Schmitt (1980) a également montré que l’anglais a pu réintroduire des mots disparus du français, et que l’anglais avait empruntés non au français, mais à la source latine. Il traite deux cas de latinismes, créatif et crédible : créatif, emprunté au latin au XIVe s. comme terme de médecine (“qui a la vertu de créer”), est attesté en fr. sporadiquement (car non intégré à l’usage général) jusqu’au XVIIe s., où il disparaît. Il réapparaît, marqué comme néologisme, fin XVIIIe (Fér 1787) et fin XIXe (LiS), où il est un emprunt à l’anglais creative of (où il est apparu en 1678). Il reste d’un emploi rare en français jusque dans les années 1960 où il se diffuse dans le langage des étudiants, d’où il est repris par la publicité. Schmitt (1980, 84) conclut que “il ne peut guère subsister de doute que ce soit l’influence de l’anglais qui ait redonné vie au mot français”. Crédible est également un emprunt au latin credibilis, d’usage beaucoup plus éphémère : il est attesté du moyen français (1433-60) jusqu’en 1637 (FEW 2/2, 1308a). Il réapparaît en fr. après 1960, d’après l’ang. credible (emprunté au latin au XIVe s. : 1374 dans OED). On note en même temps l’emploi du nom credibility :

‘“les deux termes [dans le langage militaire] désignaient la qualité essentielle de la dissuasion nucléaire, à savoir sa capacité de faire reculer un agresseur potentiel. L’origine anglo-américaine de cet emploi est évidente si l’on pense aux conditions socio-culturelles qui régnaient à l’époque en question” (Schmitt 1980, 88). ’

Ces deux mots, disparus du français où ils n’avaient pas eu une grande diffusion, y ont été réintroduits par emprunt à l’anglais, sous la même forme, et se sont ensuite diffusés dans la langue générale.

LIGNES DE DONNÉES.

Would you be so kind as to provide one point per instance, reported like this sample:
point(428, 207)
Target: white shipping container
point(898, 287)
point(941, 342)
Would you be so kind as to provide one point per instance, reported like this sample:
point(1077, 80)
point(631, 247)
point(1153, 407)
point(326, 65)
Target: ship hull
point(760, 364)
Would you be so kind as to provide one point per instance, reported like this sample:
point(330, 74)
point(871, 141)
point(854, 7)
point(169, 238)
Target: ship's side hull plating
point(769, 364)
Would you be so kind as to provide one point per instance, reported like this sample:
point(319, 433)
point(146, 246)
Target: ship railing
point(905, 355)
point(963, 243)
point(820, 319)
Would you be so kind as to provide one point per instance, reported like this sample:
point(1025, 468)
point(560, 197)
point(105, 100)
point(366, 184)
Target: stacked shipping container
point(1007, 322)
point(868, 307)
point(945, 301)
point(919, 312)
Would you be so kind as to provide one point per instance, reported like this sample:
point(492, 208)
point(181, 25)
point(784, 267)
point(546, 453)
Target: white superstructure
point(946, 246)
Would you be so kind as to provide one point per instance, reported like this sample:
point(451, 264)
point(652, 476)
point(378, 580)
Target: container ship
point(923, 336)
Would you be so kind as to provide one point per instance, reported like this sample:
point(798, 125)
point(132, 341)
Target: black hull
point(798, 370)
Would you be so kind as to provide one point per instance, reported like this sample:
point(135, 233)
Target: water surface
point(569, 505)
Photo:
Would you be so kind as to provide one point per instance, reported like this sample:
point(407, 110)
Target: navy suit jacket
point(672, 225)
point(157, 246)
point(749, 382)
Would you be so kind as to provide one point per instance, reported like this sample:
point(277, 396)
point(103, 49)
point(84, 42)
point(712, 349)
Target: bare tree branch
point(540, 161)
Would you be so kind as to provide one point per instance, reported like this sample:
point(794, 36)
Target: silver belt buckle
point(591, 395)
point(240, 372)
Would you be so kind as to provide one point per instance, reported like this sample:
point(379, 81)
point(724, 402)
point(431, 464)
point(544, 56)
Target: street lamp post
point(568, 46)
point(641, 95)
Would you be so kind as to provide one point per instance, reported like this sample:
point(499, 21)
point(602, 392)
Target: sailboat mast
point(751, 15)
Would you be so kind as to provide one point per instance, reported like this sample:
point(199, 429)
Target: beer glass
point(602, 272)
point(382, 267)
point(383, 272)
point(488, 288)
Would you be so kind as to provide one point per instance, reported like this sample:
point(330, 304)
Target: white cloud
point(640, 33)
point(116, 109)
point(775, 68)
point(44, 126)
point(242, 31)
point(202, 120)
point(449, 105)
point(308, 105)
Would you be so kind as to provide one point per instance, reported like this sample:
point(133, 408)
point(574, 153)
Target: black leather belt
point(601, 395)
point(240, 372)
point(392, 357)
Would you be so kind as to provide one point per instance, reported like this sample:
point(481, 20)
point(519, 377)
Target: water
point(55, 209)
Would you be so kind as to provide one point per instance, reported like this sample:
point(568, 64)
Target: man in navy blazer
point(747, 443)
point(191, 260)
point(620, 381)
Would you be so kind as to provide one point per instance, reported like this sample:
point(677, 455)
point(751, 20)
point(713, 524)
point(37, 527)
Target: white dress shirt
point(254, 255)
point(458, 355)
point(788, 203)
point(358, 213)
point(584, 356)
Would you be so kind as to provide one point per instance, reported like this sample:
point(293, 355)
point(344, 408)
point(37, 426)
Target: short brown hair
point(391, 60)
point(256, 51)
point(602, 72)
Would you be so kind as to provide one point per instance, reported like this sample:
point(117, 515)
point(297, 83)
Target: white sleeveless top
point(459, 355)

EXERCICE PROPOSÉ. Recopiez sans rien changer le passage de l'extrait sur créatif et crédible qui commence par « Ces deux mots, disparus » et se poursuit jusqu'à « la langue générale. ».

RÉPONSE ATTENDUE.
Ces deux mots, disparus du français où ils n’avaient pas eu une grande diffusion, y ont été réintroduits par emprunt à l’anglais, sous la même forme, et se sont ensuite diffusés dans la langue générale.